→ **STORED DATA**

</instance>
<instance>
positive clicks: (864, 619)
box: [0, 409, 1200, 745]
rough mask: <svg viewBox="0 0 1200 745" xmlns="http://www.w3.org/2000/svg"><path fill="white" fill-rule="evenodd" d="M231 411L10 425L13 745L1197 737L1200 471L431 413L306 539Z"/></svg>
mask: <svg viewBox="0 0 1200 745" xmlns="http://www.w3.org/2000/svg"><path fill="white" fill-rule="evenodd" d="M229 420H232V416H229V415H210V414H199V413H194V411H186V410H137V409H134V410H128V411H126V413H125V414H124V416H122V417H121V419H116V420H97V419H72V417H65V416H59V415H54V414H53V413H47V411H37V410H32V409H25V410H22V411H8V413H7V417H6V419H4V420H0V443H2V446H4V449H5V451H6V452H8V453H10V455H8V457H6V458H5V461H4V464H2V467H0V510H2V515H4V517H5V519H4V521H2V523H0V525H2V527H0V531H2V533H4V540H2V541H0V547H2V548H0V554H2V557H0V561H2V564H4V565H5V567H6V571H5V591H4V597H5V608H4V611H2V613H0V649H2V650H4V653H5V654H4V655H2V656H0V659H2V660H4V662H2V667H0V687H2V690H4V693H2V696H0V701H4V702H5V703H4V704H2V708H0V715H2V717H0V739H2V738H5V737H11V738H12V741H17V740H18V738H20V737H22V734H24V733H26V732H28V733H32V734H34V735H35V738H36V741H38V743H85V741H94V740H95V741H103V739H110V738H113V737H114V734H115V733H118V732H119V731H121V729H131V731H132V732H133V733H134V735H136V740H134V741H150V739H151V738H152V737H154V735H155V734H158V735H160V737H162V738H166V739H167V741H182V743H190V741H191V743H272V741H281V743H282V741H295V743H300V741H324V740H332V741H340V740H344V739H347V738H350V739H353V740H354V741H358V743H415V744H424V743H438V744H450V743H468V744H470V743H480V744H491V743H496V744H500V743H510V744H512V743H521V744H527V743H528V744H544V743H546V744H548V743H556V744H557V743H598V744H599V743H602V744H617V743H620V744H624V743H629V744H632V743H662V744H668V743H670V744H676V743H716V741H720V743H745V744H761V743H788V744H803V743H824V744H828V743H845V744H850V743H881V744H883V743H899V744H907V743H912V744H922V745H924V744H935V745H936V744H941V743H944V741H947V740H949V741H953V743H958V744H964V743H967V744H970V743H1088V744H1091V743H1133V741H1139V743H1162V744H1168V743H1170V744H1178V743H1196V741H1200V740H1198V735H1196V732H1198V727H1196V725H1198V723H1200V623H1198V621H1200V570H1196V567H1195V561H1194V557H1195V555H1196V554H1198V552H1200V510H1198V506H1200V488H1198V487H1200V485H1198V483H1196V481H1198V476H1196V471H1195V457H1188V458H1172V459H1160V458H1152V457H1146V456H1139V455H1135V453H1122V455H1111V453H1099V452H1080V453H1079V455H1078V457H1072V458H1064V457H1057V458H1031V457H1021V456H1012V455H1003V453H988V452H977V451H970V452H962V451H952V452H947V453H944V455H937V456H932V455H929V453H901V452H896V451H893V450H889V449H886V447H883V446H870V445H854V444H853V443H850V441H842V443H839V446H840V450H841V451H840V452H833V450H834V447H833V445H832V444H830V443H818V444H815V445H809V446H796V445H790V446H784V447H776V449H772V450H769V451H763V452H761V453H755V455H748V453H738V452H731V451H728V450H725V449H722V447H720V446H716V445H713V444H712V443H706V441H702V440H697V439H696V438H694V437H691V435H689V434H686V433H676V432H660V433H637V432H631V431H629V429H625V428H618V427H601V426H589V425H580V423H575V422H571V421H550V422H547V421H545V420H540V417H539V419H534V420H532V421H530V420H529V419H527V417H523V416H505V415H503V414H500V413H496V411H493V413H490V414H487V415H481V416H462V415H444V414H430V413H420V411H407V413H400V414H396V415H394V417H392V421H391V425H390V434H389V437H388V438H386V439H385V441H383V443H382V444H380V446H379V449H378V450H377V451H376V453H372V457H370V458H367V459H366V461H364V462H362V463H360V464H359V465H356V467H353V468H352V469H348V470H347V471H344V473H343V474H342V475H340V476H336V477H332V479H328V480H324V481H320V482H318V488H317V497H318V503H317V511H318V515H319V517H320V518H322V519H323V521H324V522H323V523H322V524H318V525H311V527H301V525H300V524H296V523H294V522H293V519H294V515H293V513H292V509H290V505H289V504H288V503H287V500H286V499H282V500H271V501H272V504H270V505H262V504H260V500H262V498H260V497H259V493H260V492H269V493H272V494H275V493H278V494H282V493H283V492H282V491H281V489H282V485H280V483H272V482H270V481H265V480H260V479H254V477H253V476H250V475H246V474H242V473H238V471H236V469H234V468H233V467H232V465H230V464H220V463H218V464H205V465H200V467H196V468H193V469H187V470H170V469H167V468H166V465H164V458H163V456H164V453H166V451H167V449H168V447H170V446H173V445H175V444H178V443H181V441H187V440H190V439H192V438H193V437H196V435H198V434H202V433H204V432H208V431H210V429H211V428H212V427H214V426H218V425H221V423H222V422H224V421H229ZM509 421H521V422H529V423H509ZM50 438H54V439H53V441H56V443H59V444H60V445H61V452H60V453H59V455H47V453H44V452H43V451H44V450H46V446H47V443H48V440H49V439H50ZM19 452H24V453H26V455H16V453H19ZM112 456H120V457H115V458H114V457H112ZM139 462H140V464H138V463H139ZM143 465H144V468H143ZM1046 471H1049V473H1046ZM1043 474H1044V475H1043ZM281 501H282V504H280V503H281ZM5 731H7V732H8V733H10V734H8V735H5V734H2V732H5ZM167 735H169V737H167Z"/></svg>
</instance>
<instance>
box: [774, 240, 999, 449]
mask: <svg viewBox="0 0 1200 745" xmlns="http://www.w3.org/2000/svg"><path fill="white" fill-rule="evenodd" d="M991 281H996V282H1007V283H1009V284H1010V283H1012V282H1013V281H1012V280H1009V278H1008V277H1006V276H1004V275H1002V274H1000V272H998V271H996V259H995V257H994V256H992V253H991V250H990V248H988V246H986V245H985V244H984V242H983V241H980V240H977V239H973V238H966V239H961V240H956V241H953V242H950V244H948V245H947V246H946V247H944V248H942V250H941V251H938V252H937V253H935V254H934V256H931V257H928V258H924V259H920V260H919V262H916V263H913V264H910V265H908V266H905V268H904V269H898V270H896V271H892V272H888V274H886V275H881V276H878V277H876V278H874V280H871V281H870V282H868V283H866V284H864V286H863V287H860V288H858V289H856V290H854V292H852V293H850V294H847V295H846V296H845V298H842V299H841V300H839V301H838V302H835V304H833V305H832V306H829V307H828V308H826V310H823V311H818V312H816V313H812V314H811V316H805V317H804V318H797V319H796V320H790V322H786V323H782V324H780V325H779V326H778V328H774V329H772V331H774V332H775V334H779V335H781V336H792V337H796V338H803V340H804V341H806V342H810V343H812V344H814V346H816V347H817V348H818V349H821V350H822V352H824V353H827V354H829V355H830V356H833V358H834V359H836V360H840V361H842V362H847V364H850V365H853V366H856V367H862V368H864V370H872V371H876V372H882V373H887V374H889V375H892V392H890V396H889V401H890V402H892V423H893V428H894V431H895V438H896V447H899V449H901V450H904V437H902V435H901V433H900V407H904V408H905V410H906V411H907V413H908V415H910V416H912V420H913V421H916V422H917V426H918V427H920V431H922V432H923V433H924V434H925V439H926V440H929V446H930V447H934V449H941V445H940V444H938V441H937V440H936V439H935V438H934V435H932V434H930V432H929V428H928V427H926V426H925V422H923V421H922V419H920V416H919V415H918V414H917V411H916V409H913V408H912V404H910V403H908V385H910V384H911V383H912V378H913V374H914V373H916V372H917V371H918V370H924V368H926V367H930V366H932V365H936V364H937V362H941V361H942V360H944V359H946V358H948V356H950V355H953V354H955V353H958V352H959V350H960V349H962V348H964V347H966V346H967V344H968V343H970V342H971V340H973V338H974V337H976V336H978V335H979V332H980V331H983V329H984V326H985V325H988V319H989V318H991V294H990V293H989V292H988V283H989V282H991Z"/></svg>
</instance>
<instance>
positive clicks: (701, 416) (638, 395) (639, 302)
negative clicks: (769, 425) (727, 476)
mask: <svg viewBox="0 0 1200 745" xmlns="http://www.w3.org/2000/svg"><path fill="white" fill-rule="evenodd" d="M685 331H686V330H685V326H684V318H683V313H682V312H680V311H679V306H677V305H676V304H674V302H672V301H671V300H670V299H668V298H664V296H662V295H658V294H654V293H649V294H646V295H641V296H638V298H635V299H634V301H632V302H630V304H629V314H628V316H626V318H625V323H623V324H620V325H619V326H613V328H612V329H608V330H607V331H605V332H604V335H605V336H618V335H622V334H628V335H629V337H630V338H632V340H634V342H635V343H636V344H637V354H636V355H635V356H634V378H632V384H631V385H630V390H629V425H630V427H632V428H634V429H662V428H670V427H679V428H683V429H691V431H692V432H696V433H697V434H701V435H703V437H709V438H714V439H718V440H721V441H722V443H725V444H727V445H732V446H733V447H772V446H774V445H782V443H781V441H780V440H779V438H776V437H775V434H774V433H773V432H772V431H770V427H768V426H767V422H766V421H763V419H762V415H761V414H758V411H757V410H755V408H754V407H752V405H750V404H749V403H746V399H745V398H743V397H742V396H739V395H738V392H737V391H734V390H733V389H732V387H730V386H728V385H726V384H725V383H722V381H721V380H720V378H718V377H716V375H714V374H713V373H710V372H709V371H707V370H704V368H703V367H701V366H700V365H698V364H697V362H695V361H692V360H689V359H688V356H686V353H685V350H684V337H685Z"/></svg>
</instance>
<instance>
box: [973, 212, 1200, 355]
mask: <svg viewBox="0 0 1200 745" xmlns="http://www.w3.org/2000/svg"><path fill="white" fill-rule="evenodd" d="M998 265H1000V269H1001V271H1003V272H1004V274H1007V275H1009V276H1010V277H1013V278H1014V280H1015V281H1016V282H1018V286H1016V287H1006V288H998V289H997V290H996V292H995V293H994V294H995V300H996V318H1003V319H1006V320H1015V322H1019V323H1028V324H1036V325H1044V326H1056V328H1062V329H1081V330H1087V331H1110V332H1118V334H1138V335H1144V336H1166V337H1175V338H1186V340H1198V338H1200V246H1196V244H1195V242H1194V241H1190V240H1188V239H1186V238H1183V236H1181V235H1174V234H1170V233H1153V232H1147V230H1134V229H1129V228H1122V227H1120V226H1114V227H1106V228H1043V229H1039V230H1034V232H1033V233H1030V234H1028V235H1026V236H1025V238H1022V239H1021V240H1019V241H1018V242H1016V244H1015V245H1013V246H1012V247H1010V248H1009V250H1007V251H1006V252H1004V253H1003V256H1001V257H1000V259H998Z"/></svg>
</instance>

→ **YOUR TASK**
Render the lines above as a numbered list, starting at the first line and ending at the line that contains "box: [0, 409, 1200, 745]", both included. Leave out any blank lines.

→ **RESULT OF THIS EXERCISE**
1. </instance>
2. <instance>
3. positive clicks: (864, 619)
4. box: [0, 409, 1200, 745]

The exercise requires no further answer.